Set task: Take the material below and retype it in full; pictures are left out.

— Start —

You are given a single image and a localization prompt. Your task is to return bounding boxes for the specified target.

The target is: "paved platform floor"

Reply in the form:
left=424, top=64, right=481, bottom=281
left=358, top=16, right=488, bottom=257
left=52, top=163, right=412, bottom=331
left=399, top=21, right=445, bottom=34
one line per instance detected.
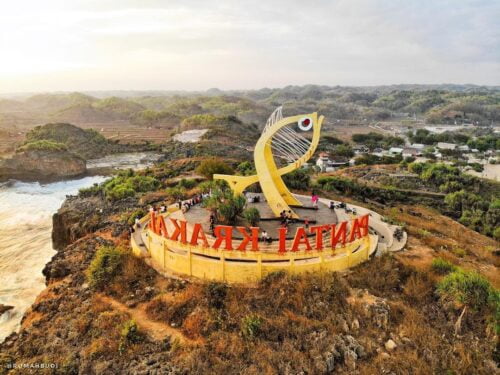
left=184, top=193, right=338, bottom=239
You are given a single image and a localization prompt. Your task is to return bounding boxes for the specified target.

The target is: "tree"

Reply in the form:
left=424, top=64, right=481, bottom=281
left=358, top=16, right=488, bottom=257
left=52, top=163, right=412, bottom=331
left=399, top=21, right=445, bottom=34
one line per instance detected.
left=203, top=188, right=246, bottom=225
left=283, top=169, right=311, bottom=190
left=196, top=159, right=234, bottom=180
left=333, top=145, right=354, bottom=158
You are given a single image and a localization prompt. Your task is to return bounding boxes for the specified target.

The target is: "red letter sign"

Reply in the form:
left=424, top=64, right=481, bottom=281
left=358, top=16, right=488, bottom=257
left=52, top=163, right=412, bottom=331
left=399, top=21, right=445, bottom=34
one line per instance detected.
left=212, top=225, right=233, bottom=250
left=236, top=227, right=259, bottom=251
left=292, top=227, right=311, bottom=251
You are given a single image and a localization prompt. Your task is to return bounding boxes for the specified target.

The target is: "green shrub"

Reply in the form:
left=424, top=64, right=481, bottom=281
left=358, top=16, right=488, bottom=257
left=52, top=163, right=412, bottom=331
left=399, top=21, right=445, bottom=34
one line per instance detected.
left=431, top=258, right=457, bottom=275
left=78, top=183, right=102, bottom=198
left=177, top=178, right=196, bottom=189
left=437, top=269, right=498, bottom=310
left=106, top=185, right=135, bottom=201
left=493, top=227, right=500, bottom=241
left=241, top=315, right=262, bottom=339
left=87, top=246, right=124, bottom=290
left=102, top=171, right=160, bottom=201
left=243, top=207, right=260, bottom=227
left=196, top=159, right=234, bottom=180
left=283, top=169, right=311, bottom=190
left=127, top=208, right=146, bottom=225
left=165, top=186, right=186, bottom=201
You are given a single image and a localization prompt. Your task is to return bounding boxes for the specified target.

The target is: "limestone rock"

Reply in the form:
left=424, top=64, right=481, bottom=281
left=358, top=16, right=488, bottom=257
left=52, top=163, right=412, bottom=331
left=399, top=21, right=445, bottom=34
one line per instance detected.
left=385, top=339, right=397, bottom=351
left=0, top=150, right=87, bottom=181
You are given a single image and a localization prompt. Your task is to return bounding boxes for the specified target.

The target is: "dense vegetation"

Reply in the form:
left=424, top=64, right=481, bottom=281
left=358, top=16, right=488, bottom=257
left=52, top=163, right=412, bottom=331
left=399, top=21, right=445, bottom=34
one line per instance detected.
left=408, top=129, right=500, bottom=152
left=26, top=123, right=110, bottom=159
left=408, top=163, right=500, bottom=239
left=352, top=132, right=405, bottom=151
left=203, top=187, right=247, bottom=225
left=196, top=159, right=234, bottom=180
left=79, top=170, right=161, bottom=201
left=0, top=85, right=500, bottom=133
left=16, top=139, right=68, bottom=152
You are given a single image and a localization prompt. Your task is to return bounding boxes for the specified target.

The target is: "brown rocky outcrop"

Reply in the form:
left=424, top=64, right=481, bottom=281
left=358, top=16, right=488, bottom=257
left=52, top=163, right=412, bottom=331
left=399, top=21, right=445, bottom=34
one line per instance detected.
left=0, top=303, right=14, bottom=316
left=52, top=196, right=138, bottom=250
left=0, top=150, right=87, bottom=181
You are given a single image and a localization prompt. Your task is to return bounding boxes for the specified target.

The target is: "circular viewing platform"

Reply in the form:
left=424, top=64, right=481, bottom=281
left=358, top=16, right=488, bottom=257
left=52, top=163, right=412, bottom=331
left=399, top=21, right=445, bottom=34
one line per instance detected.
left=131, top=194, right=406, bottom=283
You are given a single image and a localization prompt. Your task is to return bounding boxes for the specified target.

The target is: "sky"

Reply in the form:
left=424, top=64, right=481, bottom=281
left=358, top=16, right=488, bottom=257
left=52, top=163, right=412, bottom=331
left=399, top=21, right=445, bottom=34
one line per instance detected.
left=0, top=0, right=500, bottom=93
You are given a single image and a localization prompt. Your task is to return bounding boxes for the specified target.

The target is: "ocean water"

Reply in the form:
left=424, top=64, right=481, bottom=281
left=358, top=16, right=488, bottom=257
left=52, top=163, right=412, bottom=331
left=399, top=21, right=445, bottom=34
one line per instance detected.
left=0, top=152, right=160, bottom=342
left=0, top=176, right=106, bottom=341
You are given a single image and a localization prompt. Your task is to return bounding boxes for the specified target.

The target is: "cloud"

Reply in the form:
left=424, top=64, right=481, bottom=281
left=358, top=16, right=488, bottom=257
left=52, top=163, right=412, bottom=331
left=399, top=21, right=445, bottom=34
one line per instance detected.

— End —

Output for this task:
You are given a single image and a localization prompt. Your task is to return bounding boxes for the specified target.

The target is: "paved platform floor"

Reply in the form:
left=424, top=64, right=481, bottom=281
left=358, top=16, right=488, bottom=257
left=52, top=163, right=412, bottom=331
left=399, top=21, right=445, bottom=34
one line per instance detected.
left=184, top=193, right=338, bottom=239
You are given a single image and a localization prompt. Your task is to return bounding boxes for the specified target.

The target is: "tree"

Reply in the form:
left=424, top=64, right=481, bottom=281
left=358, top=16, right=488, bottom=257
left=52, top=163, right=412, bottom=331
left=399, top=21, right=445, bottom=34
one line per instance detected.
left=203, top=188, right=246, bottom=225
left=283, top=169, right=311, bottom=190
left=196, top=159, right=234, bottom=180
left=333, top=145, right=354, bottom=158
You are given a single image and a localization prompt. Your task is to return bounding boxes for the specified target.

The target is: "red letter sign"

Reply in the form:
left=424, top=64, right=481, bottom=281
left=358, top=16, right=488, bottom=257
left=52, top=163, right=412, bottom=331
left=399, top=21, right=445, bottom=34
one line per instance detected.
left=212, top=225, right=233, bottom=250
left=236, top=227, right=259, bottom=251
left=292, top=227, right=311, bottom=251
You are given a single image and a localization prompt. Your task is to return bounding boxes for the specified target.

The target is: "green shrub"

Reply in the form:
left=424, top=64, right=481, bottom=281
left=358, top=16, right=488, bottom=257
left=52, top=163, right=412, bottom=331
left=399, top=21, right=445, bottom=34
one line per instance detected.
left=431, top=258, right=457, bottom=275
left=78, top=183, right=102, bottom=198
left=177, top=178, right=196, bottom=189
left=437, top=269, right=498, bottom=310
left=106, top=185, right=135, bottom=201
left=493, top=227, right=500, bottom=241
left=241, top=315, right=262, bottom=339
left=87, top=246, right=124, bottom=290
left=102, top=171, right=160, bottom=201
left=243, top=207, right=260, bottom=227
left=196, top=159, right=234, bottom=180
left=283, top=169, right=311, bottom=190
left=127, top=208, right=146, bottom=225
left=165, top=186, right=186, bottom=201
You are given a single image and a localization prompt. Your task is to return bounding boxes for the specified target.

The target is: "limestone rock"

Reply in the form:
left=424, top=64, right=481, bottom=281
left=358, top=16, right=488, bottom=257
left=52, top=163, right=412, bottom=331
left=399, top=21, right=445, bottom=34
one line per instance detected.
left=385, top=339, right=397, bottom=351
left=0, top=150, right=87, bottom=181
You are given a single image and a localization prompt. Your task is to return bounding boxes for the specified target.

The target is: "dense vegetation"

Reply in the form:
left=424, top=64, right=481, bottom=281
left=358, top=16, right=488, bottom=257
left=52, top=163, right=412, bottom=331
left=399, top=21, right=445, bottom=34
one line per instance detected.
left=408, top=129, right=500, bottom=152
left=26, top=123, right=110, bottom=159
left=408, top=163, right=500, bottom=239
left=352, top=132, right=405, bottom=151
left=203, top=187, right=247, bottom=225
left=196, top=159, right=234, bottom=180
left=79, top=170, right=161, bottom=201
left=0, top=85, right=500, bottom=133
left=16, top=139, right=68, bottom=152
You are given a single image and a localization prompt. Your task is to return bounding boxes for the specified target.

The target is: "brown rocky outcrop"

Reply in the form:
left=424, top=64, right=481, bottom=281
left=358, top=16, right=488, bottom=257
left=52, top=163, right=412, bottom=331
left=399, top=21, right=445, bottom=34
one line per instance detected.
left=0, top=303, right=14, bottom=316
left=52, top=196, right=138, bottom=250
left=0, top=150, right=87, bottom=181
You are given a single image and a localization prompt. Your task is to return bounding boxes for the specified target.

The target is: "circular viewing platform"

Reply in the form:
left=424, top=64, right=481, bottom=281
left=358, top=16, right=488, bottom=257
left=52, top=163, right=412, bottom=331
left=399, top=21, right=445, bottom=34
one line per instance detected.
left=131, top=194, right=406, bottom=283
You are given a single image and a localization prompt. Your task is to return bounding boxes for the specified target.

The target is: "sky"

Reply in the form:
left=424, top=64, right=481, bottom=281
left=358, top=16, right=488, bottom=257
left=52, top=163, right=412, bottom=331
left=399, top=21, right=445, bottom=34
one line per instance detected.
left=0, top=0, right=500, bottom=93
You are given a single image and a localization prompt. Your task is to return bounding boxes for the specified target.

The target is: "ocean water"

Reply in the form:
left=424, top=64, right=481, bottom=281
left=358, top=16, right=488, bottom=257
left=52, top=163, right=412, bottom=331
left=399, top=21, right=445, bottom=34
one line per instance detected.
left=0, top=152, right=160, bottom=342
left=0, top=176, right=106, bottom=341
You are given a single image and a localization prompt. Your task is to return bounding boxes for the specified target.

The target is: "cloud"

Reply in the form:
left=424, top=64, right=481, bottom=281
left=358, top=16, right=488, bottom=257
left=52, top=163, right=412, bottom=331
left=399, top=21, right=445, bottom=34
one line per instance detected.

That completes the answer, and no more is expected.